-- WHAT IS ASKED --
A – Reproduce the passage of the Sundance article starting at "Of course, sex" and ending at "and dull storytelling.", with "biopic" swapped for "biographical film" throughout.
B – Answer these questions about the Sundance article:
(i) In what year did sex, lies and videotape premiere at the festival?
(ii) Who plays Paul Raymond in The Look of Love?
(iii) What is Don Jon's Addiction for Joseph Gordon-Levitt, besides a film he stars in?
C – Take the Sundance article further, continuing from its final sentence.

Katey Rich 

Sundance or ‘Porndance’? Two decades on from sex, lies and videotape

Sexual content was to the fore this year, including Daniel Radcliffe indulging in a gay kiss, Steve Coogan as Paul Raymond and James Franco in a leather bar, writes Katey Rich
  
  

Nicole Kidman in Stoker
Stoker, starring Nicole Kidman and Mia Wasikowska, one of the highlights of 2013's Sundance film festival. Photograph: Macall Polay Photograph: Macall Polay

Sex sells. That's a maxim more commonly applied to glitzy Hollywood films than independent ones, but it is true even at the Sundance film festival, where audiences bundled up for the Utah winter have over the past 10 days been flocking to see famous people remove their clothes. This year's festival has boasted a bumper crop of onscreen flesh of all kinds, from straight porn addicts to gay leather bars to foxy moms sleeping with each other's sons to a lesbian who suffers a concussion and decides to become an escort.

All of this smut has got people talking. Local conservative groups in Utah made empty threats about boycotting the festival. The talent agency CAA threw an instantly infamous party featuring burlesque dancers on poles. Even Sundance veterans have been making cracks about "Porndance" and wondering how the festival suddenly became so racy. Sundance has always been known for pushing boundaries – Steven Soderbergh and the festival were both put on the map when sex, lies and videotape premiered here in 1989, and it's long been a cliche for Hollywood actors to try to change their images by signing up for an indie film and taking off their clothes.

But the festival's biggest successes in recent years have generally had more on their mind than titillation, with dramas like Precious or Beasts of the Southern Wild tackling tough social issues, or hardheaded documentaries from the likes of Michael Moore and Al Gore turning the world's attention to problems it might rather ignore.

Of course, sex comes with its own problems as well. James Franco, who brought unsimulated and graphic gay sex to this year's festival with his experimental Interior: Leather Bar, also appears in the biopic Lovelace as none other than Hugh Hefner, one of the many men called out for taking advantage of famous porn actress Linda Lovelace (played by a nearly unrecognisable Amanda Seyfried). As if one porn biopic wasn't enough, there's also Michael Winterbottom's The Look of Love, which stars Steve Coogan as the legendary "King of Soho" Paul Raymond, and offers plenty of nudity and depravity, possibly to cover up what some critics called lifeless and dull storytelling.

Back in the present day, porn is also a major factor in Don Jon's Addiction, the writing and directing debut of The Dark Knight Rises boy wonder Joseph Gordon-Levitt, who also stars as a musclebound New Jersey dude proud of his crippling porn addiction. Gordon-Levitt is embodying some of that familiar high-minded Sundance spirit, trying to explore the way modern access to porn warps the brains of young men, but that idea is masked pretty well behind a whole lot of sex scenes and jokes. Unsurprisingly, Don Jon's Addiction sold very well.

-- ROWS --
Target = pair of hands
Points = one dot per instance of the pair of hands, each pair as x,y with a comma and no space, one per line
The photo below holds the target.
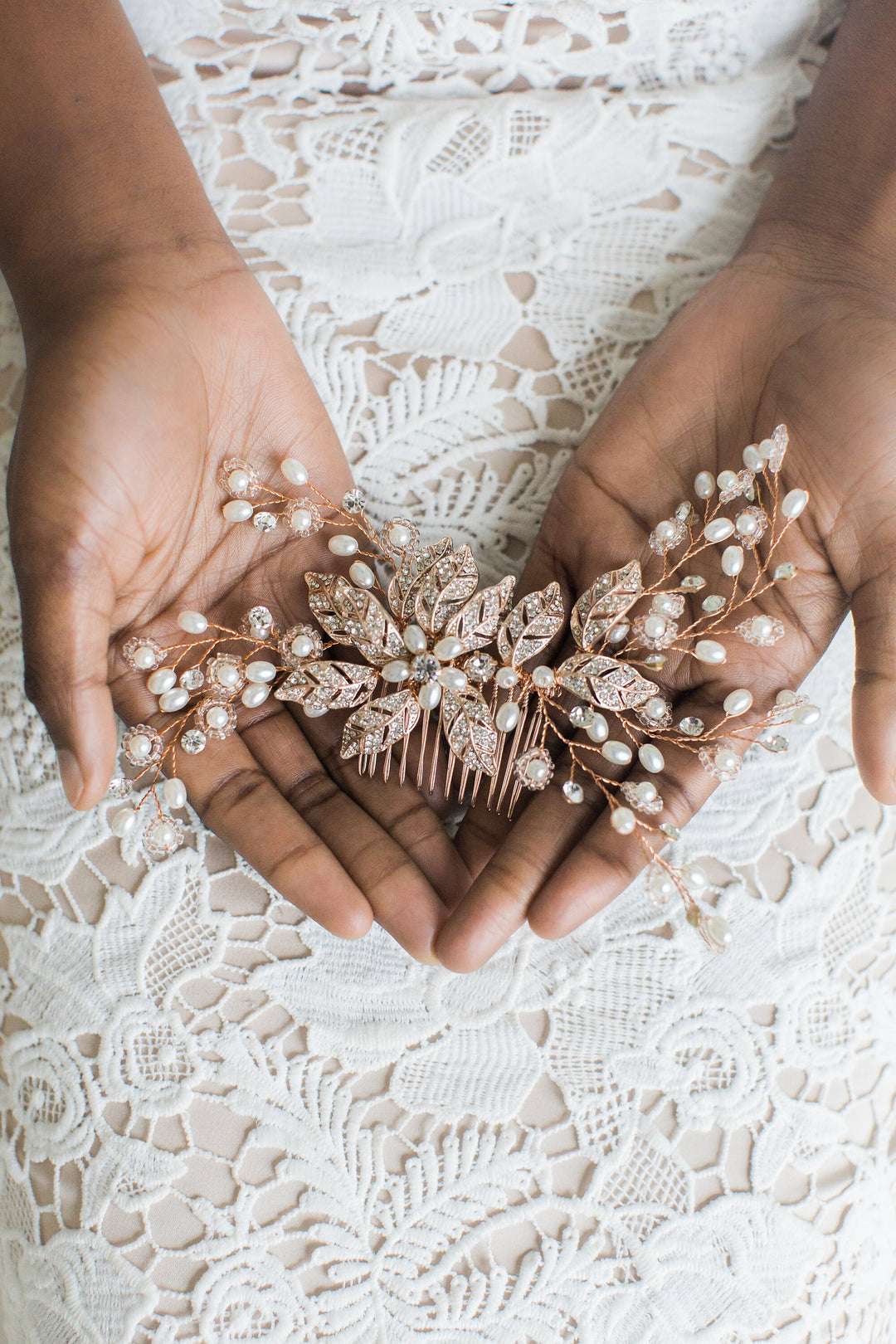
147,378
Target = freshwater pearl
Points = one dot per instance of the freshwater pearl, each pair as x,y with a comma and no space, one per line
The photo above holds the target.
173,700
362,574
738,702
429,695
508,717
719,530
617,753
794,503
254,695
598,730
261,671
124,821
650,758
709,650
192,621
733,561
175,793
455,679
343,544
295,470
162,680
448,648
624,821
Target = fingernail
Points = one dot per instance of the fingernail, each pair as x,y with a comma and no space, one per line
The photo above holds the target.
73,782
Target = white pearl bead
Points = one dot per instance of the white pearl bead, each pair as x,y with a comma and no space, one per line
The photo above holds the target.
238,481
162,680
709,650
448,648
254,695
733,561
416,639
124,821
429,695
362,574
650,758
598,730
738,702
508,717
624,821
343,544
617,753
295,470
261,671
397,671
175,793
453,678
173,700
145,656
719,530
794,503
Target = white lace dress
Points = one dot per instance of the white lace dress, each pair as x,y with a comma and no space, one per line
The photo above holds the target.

...

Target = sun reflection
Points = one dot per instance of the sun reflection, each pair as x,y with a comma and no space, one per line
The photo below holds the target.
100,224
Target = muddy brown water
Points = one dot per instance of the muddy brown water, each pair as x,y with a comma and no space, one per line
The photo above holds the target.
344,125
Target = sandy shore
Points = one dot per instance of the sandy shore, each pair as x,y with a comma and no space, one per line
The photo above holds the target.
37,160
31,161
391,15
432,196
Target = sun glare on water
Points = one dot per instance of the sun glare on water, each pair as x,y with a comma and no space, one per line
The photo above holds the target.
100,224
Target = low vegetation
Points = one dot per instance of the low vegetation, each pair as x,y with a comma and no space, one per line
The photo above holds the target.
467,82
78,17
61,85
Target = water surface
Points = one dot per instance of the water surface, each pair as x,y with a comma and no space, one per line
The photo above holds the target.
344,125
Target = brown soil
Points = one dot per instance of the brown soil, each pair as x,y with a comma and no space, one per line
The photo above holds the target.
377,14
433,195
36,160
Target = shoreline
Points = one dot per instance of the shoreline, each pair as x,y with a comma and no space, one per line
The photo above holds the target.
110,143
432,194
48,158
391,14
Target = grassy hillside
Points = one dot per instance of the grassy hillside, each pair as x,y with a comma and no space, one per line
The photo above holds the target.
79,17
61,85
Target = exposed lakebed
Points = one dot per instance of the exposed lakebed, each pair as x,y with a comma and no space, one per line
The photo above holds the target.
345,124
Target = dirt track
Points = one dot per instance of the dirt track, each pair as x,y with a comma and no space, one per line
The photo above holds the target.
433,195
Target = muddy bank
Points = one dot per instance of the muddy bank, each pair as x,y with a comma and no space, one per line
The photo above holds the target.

-- SOLVED TASKS --
A –
Of course, sex comes with its own problems as well. James Franco, who brought unsimulated and graphic gay sex to this year's festival with his experimental Interior: Leather Bar, also appears in the biographical film Lovelace as none other than Hugh Hefner, one of the many men called out for taking advantage of famous porn actress Linda Lovelace (played by a nearly unrecognisable Amanda Seyfried). As if one porn biographical film wasn't enough, there's also Michael Winterbottom's The Look of Love, which stars Steve Coogan as the legendary "King of Soho" Paul Raymond, and offers plenty of nudity and depravity, possibly to cover up what some critics called lifeless and dull storytelling.

B –
(i) 1989
(ii) Steve Coogan
(iii) His writing and directing debut

C –
Then there's Two Mothers, an unintentionally funny drama in which Naomi Watts and Robin Wright sleep with each other's teenage son. And Stoker, in which Mia Wasikowska plays a teenager whose sexual awakening is linked inextricably to violence. The most talked about sex scene of all last week probably involves Daniel Radcliffe, who in Kill Your Darlings plays famous Beat poet Allen Ginsberg as he comes to terms with his homosexuality. The promise of Harry Potter's gay kiss may get people into Kill Your Darlings, but it's also an insightful look at the poet's life with a great performance to boot – an example of how, at Sundance, some of the sex they are selling comes with deeper meaning too.

Of course, many of this year's biggest hits don't fit this trend at all. The dramas Fruitvale and Blue Caprice make up their own mini-theme of harrowing true-life stories acted out on film, recreating the shooting death of a 22-year-old black man in San Francisco and the 2002 Washington DC sniper respectively.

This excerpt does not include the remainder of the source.